* [Set task]: In the lines below, find the one that contains "Annotation guideline: for every instance of the black belt, put" and write it out exactly, along with every line that follows it.

* [Pointing and labeling entries]:
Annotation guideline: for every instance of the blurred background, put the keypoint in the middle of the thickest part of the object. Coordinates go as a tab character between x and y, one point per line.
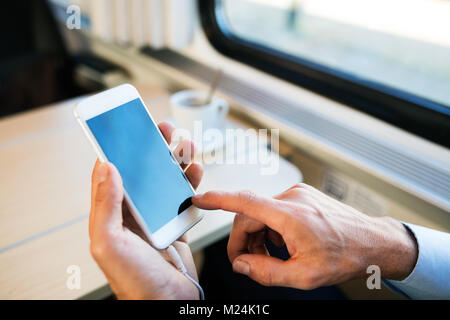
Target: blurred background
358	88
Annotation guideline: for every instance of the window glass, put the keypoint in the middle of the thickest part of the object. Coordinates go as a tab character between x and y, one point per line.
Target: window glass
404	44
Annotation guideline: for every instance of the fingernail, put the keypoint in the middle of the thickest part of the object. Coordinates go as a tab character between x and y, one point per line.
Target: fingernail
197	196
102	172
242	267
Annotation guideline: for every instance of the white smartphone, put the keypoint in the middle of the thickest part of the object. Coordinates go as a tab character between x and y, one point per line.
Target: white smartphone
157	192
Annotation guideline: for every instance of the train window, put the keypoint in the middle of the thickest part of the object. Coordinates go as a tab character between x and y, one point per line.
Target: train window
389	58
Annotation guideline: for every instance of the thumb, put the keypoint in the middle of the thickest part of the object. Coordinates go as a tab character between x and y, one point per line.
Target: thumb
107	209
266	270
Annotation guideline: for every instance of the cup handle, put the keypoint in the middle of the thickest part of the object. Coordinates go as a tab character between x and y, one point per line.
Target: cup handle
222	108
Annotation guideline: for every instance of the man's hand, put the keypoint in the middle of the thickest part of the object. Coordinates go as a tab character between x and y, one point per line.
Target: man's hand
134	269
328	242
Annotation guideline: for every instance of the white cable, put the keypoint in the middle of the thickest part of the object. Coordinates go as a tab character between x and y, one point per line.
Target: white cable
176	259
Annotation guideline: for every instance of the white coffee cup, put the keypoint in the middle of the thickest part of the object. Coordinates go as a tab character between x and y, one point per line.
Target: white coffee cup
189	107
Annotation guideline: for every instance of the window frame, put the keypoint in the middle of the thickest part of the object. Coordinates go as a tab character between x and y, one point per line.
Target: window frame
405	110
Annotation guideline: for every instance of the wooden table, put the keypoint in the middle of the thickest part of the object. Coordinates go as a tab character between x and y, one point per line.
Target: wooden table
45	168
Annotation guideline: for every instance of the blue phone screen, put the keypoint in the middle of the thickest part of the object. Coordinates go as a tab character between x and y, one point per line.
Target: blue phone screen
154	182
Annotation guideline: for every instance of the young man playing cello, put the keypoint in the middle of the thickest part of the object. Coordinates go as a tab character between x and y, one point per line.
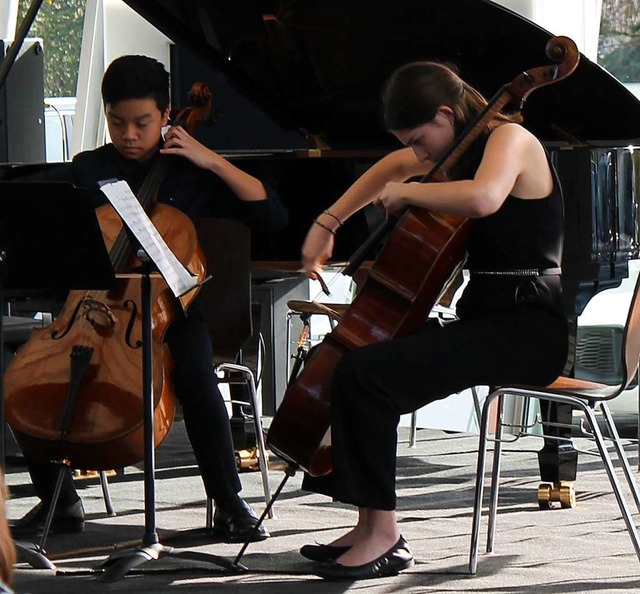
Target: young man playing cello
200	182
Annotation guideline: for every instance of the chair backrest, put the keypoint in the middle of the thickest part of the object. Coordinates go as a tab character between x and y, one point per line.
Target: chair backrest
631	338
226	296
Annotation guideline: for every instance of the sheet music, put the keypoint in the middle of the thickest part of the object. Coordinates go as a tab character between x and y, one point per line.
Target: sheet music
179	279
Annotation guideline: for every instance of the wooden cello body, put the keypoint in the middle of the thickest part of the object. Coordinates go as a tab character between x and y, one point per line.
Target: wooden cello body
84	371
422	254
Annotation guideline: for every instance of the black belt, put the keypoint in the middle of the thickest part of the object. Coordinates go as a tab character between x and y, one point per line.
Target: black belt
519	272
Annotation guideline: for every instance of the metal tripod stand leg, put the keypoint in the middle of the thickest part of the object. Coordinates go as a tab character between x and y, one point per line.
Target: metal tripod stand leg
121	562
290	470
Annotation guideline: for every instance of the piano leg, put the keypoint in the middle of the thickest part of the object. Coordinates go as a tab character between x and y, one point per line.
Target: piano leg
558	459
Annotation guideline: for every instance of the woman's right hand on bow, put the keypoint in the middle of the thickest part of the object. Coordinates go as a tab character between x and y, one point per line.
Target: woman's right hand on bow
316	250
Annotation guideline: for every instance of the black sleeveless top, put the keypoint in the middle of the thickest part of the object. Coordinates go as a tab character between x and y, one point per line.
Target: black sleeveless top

* [Final answer]:
Annotation guideline: for every instance of the black belt, put the keypoint in the middle of the thickest part of the object. Coordinates go as a tab character between x and y, one point per line.
Target: black belt
519	272
Annotation guideline: for every instance of the metal tripod stand leg, put the keypoint in the middle of the thickest part of the object. Coordinates go as a tab character between x and y, one point per line.
Target: metal tripod stand leg
121	562
290	470
Annotation guideline: for every instance of the piano leg, put the keypoint in the middle of the thickest part of the object. Coordinates go as a tab character between x and y, one point per line.
Target: piano leg
558	459
Annotation guideline: for every instance of the woman's right hand on bow, put the keypoint in the middle of the thickest part of the object. Coordinates go as a tab character between x and y, one point per line.
Target: woman's right hand on bow
316	250
Annotation guideline: for every instance of the black sleeveless top, put the keypoint in the middle of the thickest part of the object. Coordinates go as a tab character between x and y, one point per line.
Target: black sleeveless top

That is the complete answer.